▶ [YOUR GOAL]:
In the records below, find the line with "QA review pass: verify and re-annotate the clock"; retype that line and all the following lines through the end, exactly, and add nothing.

▶ [RECORDS SUPPLIED]:
*** Begin section ***

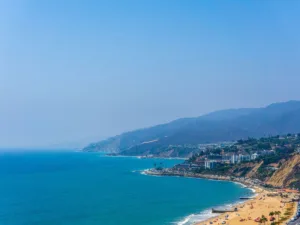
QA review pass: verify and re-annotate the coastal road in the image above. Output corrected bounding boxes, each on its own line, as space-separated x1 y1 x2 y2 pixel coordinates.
288 202 300 225
288 217 300 225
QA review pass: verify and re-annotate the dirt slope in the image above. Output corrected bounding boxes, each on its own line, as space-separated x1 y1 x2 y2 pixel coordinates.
246 161 263 178
267 154 300 187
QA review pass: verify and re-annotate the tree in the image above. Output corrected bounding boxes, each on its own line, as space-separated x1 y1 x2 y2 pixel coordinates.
269 211 275 222
274 211 281 221
260 215 268 225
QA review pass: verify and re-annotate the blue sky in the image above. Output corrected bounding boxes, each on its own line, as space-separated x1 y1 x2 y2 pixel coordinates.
1 0 300 148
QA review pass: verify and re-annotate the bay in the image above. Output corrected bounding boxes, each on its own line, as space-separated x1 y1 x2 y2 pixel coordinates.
0 151 252 225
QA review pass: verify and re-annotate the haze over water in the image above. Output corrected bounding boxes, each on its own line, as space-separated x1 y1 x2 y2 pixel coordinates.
0 151 252 225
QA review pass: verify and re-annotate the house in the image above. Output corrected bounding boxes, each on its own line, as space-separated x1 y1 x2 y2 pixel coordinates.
251 153 259 160
260 150 275 155
174 163 190 170
266 166 278 171
194 160 205 167
266 163 279 171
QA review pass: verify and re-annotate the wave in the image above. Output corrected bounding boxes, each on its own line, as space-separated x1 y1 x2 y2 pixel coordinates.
250 188 256 193
174 198 251 225
175 208 219 225
139 169 163 177
234 181 247 188
173 184 256 225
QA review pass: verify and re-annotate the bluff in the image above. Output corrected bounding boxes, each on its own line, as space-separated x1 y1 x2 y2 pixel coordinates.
266 154 300 188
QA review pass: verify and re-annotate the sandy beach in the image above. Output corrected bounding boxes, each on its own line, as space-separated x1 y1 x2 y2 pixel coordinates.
195 187 297 225
144 169 298 225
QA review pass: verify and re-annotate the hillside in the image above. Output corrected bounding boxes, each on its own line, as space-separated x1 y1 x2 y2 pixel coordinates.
266 154 300 188
170 134 300 189
83 100 300 156
205 155 300 189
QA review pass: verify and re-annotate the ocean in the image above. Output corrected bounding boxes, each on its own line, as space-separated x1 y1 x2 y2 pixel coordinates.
0 151 253 225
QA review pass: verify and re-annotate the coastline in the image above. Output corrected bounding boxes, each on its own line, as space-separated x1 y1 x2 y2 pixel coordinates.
105 154 187 160
143 169 262 188
176 189 257 225
195 188 296 225
143 169 297 225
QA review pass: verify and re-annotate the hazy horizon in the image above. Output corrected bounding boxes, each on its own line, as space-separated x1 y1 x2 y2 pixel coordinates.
1 1 300 148
0 100 297 149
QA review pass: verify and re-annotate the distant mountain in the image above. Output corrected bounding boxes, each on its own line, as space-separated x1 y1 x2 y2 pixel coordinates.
200 108 259 121
83 101 300 156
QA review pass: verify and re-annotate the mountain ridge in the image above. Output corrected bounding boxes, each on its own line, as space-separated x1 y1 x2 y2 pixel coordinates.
83 100 300 155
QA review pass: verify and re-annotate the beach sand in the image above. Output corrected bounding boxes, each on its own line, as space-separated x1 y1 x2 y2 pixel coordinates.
196 188 297 225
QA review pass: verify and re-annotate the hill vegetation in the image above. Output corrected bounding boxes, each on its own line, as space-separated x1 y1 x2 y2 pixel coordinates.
175 134 300 189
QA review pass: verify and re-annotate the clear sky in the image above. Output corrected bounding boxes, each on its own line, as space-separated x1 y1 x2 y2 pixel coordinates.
1 0 300 148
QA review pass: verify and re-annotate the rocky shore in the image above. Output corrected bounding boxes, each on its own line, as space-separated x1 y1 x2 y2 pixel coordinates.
144 168 263 188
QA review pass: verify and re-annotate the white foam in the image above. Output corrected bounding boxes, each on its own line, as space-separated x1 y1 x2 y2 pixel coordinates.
176 214 194 225
232 182 257 198
139 169 150 175
141 172 162 177
249 188 256 193
174 193 257 225
234 182 247 188
175 209 219 225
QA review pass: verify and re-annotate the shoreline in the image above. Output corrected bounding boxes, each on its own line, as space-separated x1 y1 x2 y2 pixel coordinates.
143 169 262 189
105 154 188 160
177 190 257 225
143 169 297 225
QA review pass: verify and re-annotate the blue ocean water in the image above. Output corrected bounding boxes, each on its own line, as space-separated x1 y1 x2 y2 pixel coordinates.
0 151 252 225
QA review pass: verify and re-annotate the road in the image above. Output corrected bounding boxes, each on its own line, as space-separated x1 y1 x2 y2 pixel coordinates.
288 202 300 225
289 217 300 225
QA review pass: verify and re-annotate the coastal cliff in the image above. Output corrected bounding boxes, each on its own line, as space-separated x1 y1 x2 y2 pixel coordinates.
222 155 300 188
266 154 300 188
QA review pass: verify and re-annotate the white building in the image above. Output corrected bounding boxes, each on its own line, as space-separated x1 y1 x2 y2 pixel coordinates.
231 155 239 164
231 154 251 164
205 160 216 169
239 154 251 162
251 153 259 160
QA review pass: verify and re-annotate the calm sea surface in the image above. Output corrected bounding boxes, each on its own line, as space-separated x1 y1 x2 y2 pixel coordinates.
0 151 252 225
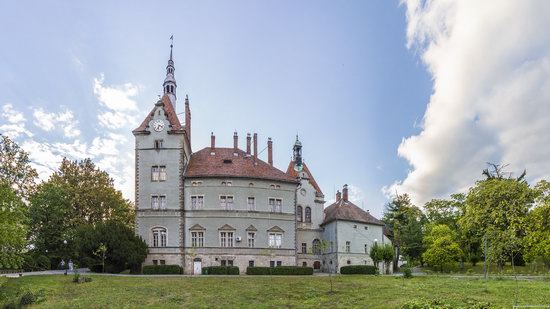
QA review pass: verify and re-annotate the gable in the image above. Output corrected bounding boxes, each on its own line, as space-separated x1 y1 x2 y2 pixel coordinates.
267 225 285 233
218 224 236 231
133 95 184 134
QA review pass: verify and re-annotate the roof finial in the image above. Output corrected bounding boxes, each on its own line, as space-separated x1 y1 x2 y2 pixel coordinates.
169 35 174 61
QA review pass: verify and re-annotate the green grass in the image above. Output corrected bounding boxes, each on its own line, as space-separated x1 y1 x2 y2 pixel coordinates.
421 262 550 275
1 274 549 308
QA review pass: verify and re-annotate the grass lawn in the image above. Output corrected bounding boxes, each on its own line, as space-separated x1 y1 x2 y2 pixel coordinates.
1 274 549 308
420 262 550 275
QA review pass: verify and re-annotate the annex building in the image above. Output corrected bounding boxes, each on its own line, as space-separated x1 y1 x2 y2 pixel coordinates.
133 45 392 274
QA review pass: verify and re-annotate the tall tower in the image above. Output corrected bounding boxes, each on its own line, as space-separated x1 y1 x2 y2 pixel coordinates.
163 37 177 109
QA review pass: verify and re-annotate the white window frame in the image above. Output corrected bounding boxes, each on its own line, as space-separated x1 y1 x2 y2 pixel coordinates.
152 227 167 247
159 195 166 210
268 232 283 248
247 232 255 248
159 166 166 181
151 195 159 210
191 195 204 210
151 166 160 182
247 197 256 211
220 195 234 210
220 231 234 247
346 241 351 253
191 231 204 247
268 198 283 213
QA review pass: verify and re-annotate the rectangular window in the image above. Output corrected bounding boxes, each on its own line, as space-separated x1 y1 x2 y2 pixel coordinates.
159 195 166 209
268 233 283 248
221 260 226 266
346 241 351 253
220 231 234 247
249 260 255 267
220 195 234 210
151 166 159 181
364 244 368 254
269 198 282 213
153 260 158 265
301 243 307 254
159 166 166 181
247 232 255 248
151 195 159 210
277 261 282 267
160 260 166 265
154 140 163 149
270 261 275 268
247 197 256 211
191 196 204 210
191 231 204 247
330 241 334 253
228 260 234 266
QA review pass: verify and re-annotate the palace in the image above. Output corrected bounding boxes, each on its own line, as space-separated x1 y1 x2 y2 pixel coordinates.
133 44 392 274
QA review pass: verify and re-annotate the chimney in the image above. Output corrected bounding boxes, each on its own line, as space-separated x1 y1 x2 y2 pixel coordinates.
210 132 215 155
233 132 238 155
336 190 341 202
246 133 251 156
185 95 191 146
253 133 258 165
343 184 349 202
267 138 273 166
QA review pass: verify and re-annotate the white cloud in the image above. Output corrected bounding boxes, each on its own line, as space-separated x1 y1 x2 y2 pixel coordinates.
0 104 33 138
32 107 81 138
93 74 139 130
388 0 550 205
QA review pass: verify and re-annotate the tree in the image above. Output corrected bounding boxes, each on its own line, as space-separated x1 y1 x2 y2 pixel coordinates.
28 182 73 259
48 158 134 227
75 221 147 273
0 182 28 269
381 244 395 274
369 243 383 271
524 180 550 266
461 176 534 270
422 224 462 272
0 135 38 199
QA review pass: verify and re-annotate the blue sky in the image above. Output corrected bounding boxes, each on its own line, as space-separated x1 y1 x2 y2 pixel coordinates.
2 1 548 217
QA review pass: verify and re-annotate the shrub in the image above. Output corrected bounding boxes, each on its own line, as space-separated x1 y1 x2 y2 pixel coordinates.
403 267 413 279
470 254 480 266
22 254 36 272
143 265 183 275
340 265 378 274
19 291 37 306
36 255 50 270
246 266 313 275
89 264 104 273
201 266 239 275
80 257 96 268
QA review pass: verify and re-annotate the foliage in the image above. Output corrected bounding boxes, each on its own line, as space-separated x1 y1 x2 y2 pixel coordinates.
75 221 148 273
422 224 463 272
369 243 383 269
35 255 50 270
523 180 550 265
201 266 239 275
142 265 183 275
401 299 492 309
381 244 395 274
461 177 534 269
47 158 134 227
403 267 413 278
246 266 313 275
89 264 104 273
0 135 38 199
0 183 27 269
340 265 378 274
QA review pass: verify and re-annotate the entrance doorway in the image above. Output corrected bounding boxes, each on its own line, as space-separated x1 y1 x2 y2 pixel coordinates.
193 258 202 275
313 261 321 270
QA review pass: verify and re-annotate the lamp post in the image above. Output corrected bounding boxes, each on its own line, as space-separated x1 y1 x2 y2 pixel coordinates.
63 240 68 275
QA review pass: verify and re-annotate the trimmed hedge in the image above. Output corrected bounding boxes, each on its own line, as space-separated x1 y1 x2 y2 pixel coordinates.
143 265 183 275
340 265 378 274
201 266 239 275
246 266 314 275
89 264 104 273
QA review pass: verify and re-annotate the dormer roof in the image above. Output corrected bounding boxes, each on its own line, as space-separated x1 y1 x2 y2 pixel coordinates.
321 199 384 226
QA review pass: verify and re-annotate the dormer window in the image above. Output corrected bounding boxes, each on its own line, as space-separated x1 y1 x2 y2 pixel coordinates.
223 159 232 164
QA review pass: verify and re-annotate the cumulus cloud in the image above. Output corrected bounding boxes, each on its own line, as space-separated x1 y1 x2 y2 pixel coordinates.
0 104 33 138
386 0 550 205
94 74 139 130
32 107 81 138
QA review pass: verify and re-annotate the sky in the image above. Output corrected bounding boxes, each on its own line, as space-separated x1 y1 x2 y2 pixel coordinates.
1 1 549 218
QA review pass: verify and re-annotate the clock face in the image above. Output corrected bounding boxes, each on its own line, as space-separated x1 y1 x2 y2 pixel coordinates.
300 188 307 196
153 120 165 132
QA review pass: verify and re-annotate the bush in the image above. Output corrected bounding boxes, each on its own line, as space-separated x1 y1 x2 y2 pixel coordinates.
403 267 413 279
201 266 239 275
470 254 480 266
142 265 183 275
36 255 50 270
19 291 37 306
340 265 378 274
246 267 272 275
80 257 96 268
89 264 104 273
246 266 313 275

*** End section ***

▶ [EXERCISE RESULT]:
QA review pass: verify and re-annotate the clock face in the image above. Output corrected bounding boxes, each on its own line, as space-separated x1 y1 x2 y2 pixel coordinates.
300 188 307 196
153 120 165 132
QA review pass: verify and re-annotate the bush in the image above. Output corrected bounding boxes, each on its own line, as space-separated x1 y1 x2 y2 pixel coordinates.
403 267 413 279
201 266 239 275
470 254 480 266
142 265 183 275
36 255 50 270
19 291 37 306
340 265 378 274
246 267 272 275
80 257 96 268
89 264 104 273
246 266 313 275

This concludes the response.